— START Material —

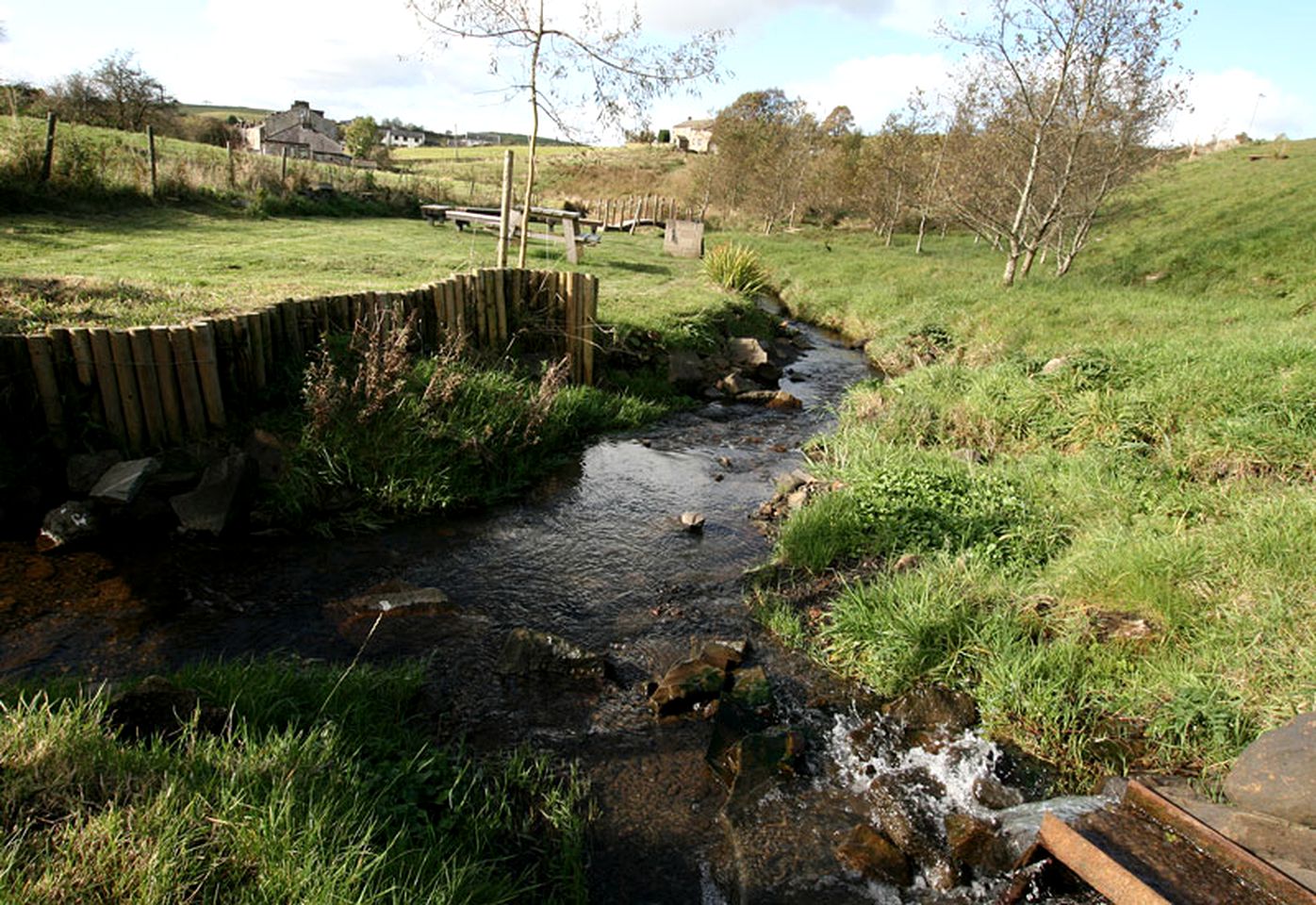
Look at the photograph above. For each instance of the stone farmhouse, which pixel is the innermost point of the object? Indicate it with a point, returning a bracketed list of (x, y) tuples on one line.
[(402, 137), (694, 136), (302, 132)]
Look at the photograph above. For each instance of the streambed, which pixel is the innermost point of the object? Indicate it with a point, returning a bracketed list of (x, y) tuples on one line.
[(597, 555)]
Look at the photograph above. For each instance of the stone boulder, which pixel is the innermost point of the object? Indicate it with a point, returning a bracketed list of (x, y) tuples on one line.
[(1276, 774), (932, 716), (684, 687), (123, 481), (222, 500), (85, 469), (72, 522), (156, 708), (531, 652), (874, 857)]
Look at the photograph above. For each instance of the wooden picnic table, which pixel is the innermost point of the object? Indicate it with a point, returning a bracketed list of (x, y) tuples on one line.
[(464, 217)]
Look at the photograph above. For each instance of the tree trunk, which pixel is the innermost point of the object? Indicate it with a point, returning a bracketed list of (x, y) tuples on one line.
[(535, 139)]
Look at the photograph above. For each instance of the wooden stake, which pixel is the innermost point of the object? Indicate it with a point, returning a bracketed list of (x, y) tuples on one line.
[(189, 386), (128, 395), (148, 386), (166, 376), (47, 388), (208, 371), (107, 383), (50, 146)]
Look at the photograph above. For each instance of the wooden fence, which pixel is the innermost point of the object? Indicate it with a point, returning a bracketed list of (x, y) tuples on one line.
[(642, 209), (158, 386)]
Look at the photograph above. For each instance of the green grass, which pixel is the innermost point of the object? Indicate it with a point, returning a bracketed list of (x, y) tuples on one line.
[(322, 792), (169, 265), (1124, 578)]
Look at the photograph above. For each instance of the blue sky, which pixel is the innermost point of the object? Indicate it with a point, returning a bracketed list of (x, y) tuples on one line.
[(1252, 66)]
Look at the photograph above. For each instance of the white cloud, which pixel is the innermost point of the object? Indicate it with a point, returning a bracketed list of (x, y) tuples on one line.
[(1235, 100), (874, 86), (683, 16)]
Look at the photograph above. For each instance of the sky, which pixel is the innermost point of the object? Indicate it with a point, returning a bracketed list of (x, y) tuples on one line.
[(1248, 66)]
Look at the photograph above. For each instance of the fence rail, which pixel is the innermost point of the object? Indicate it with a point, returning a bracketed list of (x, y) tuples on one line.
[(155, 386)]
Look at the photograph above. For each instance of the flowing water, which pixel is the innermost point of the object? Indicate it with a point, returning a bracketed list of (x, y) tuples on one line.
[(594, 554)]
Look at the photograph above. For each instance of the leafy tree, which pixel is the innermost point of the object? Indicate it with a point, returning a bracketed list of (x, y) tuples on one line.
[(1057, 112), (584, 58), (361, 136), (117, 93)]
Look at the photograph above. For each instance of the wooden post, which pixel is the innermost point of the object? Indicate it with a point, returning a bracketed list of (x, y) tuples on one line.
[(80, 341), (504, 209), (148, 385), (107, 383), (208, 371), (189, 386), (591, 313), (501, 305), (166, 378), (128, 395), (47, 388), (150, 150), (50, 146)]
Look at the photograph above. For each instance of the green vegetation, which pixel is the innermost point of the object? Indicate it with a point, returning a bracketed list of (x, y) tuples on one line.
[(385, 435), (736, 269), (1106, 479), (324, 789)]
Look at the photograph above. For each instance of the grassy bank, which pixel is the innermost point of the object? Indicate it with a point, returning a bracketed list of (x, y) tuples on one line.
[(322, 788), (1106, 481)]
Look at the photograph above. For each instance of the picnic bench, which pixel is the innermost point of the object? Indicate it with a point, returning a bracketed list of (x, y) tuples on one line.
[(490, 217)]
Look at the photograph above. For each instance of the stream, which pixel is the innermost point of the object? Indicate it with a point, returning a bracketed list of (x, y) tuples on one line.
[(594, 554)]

— END Material —
— START Material —

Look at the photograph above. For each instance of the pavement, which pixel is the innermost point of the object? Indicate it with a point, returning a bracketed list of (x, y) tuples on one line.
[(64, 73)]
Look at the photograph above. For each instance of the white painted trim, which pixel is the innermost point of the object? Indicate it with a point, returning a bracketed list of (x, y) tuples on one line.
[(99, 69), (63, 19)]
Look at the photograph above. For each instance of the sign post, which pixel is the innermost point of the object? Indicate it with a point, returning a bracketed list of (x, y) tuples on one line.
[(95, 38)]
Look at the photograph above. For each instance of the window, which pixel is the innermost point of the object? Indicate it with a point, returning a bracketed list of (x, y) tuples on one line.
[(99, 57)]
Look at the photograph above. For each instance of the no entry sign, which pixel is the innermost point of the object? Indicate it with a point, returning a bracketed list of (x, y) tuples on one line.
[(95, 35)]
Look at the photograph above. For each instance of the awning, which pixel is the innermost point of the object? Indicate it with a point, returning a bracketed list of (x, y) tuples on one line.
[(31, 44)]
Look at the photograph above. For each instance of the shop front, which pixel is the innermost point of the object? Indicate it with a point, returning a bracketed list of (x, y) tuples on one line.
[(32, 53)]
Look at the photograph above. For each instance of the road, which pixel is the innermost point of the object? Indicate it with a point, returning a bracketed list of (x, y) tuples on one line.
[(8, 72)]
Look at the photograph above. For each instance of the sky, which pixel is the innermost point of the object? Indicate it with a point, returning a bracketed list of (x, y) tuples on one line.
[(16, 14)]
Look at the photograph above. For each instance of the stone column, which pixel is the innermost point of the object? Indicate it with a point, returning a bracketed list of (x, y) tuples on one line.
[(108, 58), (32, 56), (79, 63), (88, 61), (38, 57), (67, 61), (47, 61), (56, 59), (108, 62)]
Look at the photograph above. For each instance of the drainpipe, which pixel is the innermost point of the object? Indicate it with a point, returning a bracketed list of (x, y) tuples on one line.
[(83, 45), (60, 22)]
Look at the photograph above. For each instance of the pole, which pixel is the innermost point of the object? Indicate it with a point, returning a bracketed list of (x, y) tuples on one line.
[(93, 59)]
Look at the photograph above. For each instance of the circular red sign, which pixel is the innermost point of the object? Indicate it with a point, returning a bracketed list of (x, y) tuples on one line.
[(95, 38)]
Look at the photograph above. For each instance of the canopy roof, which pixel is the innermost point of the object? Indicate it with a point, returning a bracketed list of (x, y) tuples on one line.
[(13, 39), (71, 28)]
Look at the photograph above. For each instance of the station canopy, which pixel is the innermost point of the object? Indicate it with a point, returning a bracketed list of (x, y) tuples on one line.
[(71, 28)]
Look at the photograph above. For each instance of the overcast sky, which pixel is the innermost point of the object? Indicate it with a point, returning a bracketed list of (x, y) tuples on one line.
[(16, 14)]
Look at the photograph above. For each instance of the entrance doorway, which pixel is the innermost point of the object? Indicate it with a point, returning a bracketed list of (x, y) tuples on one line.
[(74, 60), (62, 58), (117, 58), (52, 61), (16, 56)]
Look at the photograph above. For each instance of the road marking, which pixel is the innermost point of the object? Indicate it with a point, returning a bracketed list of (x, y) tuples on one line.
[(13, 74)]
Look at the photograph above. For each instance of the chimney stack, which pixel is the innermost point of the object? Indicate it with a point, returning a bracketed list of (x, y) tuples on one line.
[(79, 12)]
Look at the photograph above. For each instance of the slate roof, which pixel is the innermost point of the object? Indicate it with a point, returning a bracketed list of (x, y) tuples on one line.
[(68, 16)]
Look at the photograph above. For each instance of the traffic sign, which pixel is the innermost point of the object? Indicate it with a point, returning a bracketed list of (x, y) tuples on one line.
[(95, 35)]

— END Material —

Goal of the exercise
Render as a numbered list, omitting blank lines, the lines of the data starting at the line containing "stone farmhouse, which" and ending at the line containing "[(402, 137), (694, 136), (302, 132)]", both included. List only those lines.

Reply
1. Look at the photograph above. For each instance of the stone farmhouse, which pixel is the innermost point of the object? Indicate it with a point, returning a bracketed list of (x, y) tuples on one line.
2. [(402, 137), (694, 136), (302, 132)]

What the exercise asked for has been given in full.